▶ _EXTRACTED TEXT_:
........

Processing Data	• Learning effects could be confounded by experimental artifacts (e.g., fatigue), processing artifacts, and statistical artifacts	• Add control experiments to reject experimental artifacts• Provide robustness checks for statistical artifacts• Provide open data and enhance transparency in visualization

STEP 0: DEFINING WHAT MOTOR LEARNING IS

One of the main barriers in motor learning research is that there is no universally accepted definition of motor learning across all disciplines and contexts [6,7]. Even at the behavioral level, definitions of learning have focused on several aspects including improvements in outcome, consistency, stability, persistence, adaptability, and automaticity [8]. Other definitions of motor learning have emphasized adaptation and reorganization of existing skills [9], changes in coordination dynamics [10], speed-accuracy tradeoffs [11], information pick up [12] and even decision making [13]. While there are certainly common characteristics across many definitions that fall under the classic view of learning as a “relatively permanent change in behavior” [4], it is important to note that the specific definition of motor learning adopted can have a major influence on many of the guidelines suggested here. For example, the question of how to measure learning can depend on whether learning is viewed as an improvement in the practiced skill (where learning would be characterized by a retention test with the same task goal and same practice conditions), an improvement in the adaptability or flexibility [14] (where learning would be characterized in terms of achieving the same task goal under different conditions), a general change in the movement capability (where learning would be characterized by a transfer test to examine the generality to other task goals that were not practiced), or a change in the underlying movement repertoire (where learning would be characterized by a ‘scanning’ paradigm examining the stability of different coordination patterns [15]). In this paper, we focus on general guidelines that we believe apply to many motor learning contexts, but these guidelines always have to be considered within the context of how motor learning is defined in that specific context.

STEP 1: TASK SELECTION

The task has a critical role in motor learning and is perhaps the biggest source of interdisciplinary differences. Given the criticism of ‘applied research’ for resulting in “disconnected pockets of data” that are unsuitable for the development of general scientific principles [16], the goal in lab-based settings has been to use somewhat artificial tasks to isolate specific aspects of motor learning (e.g., sequence learning, reducing variability). Therefore, choosing a task in lab settings needs to address two issues: (i) provide the feasibility to do experiments (e.g., tasks that can be learned in relatively short periods of time) and (ii) provide insight that is generalizable to real-world tasks.

........

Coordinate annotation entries

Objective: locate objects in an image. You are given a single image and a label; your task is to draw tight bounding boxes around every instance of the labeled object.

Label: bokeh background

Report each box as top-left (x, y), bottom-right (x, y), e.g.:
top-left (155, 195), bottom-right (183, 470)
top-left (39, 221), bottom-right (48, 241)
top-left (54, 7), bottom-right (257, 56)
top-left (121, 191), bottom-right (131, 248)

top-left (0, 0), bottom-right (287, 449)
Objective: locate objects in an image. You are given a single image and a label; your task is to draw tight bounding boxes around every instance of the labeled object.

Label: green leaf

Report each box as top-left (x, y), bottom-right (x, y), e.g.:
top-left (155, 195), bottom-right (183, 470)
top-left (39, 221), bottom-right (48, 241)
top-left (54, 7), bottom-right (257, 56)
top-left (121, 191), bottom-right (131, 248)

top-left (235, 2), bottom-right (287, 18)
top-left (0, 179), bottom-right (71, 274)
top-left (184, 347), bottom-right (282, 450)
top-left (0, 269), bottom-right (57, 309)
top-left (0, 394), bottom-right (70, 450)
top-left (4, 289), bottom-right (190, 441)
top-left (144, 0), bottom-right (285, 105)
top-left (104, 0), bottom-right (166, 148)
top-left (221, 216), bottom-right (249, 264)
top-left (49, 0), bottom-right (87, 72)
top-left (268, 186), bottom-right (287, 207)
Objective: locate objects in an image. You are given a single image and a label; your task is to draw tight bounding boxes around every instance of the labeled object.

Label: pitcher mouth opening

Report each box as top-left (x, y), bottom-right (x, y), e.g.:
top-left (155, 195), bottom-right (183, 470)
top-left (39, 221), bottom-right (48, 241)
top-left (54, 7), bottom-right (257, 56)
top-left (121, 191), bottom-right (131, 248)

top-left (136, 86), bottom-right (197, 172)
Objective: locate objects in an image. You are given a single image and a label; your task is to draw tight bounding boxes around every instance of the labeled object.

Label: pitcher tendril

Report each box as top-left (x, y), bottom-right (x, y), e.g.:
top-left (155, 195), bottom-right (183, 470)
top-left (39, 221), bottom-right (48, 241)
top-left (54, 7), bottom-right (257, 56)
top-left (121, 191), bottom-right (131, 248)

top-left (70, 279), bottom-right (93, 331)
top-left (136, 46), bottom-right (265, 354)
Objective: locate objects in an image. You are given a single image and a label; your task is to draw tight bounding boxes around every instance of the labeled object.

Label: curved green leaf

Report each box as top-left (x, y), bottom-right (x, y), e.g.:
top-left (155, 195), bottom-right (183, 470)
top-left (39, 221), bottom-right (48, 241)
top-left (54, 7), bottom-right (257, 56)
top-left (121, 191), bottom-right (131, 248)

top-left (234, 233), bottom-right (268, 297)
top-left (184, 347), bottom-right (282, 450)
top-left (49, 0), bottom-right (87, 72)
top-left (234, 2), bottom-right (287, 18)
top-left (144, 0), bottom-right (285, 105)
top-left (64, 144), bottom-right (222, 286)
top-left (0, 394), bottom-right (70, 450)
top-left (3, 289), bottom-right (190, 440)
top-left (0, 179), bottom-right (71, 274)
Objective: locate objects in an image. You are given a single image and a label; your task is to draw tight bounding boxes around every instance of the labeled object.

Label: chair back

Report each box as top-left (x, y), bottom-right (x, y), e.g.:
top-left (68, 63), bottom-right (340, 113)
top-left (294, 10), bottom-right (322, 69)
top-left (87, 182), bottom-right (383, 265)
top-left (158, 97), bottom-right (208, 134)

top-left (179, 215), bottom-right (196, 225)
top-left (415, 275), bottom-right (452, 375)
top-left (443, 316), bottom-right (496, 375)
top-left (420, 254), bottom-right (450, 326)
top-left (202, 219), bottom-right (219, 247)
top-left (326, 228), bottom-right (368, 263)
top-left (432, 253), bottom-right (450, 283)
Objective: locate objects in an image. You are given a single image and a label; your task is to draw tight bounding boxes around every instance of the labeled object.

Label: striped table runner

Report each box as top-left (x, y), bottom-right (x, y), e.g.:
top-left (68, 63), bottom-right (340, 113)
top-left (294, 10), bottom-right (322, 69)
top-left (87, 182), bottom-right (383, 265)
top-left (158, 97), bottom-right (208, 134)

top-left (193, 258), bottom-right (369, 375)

........

▶ _GIVEN TASK 1_:
Answer these questions from the motor learning text, each on its own line:
(a) What classic view of learning is quoted in the section on defining motor learning?
(b) What two issues does choosing a task in lab settings need to address?
(c) If learning is viewed as a change in the underlying movement repertoire, what kind of paradigm would characterize it?
▶ _GIVEN TASK 2_:
Decide whether each statement agrees with the motor learning text, and support each yes or no with the deciding words quoted from it:
(a) A universally accepted definition of motor learning exists across all disciplines.
(b) The task is described as perhaps the biggest source of interdisciplinary differences.
(c) Lab-based settings have aimed to use realistic, real-world tasks to isolate specific aspects of motor learning.

▶ _WRITTEN REPLY 1_:
(a) Learning as a "relatively permanent change in behavior."
(b) Providing the feasibility to do experiments, such as tasks that can be learned in relatively short periods of time, and providing insight that is generalizable to real-world tasks.
(c) A 'scanning' paradigm that examines the stability of different coordination patterns.

▶ _WRITTEN REPLY 2_:
(a) No: "there is no universally accepted definition of motor learning across all disciplines and contexts"
(b) Yes: "is perhaps the biggest source of interdisciplinary differences"
(c) No: "the goal in lab-based settings has been to use somewhat artificial tasks to isolate specific aspects of motor learning"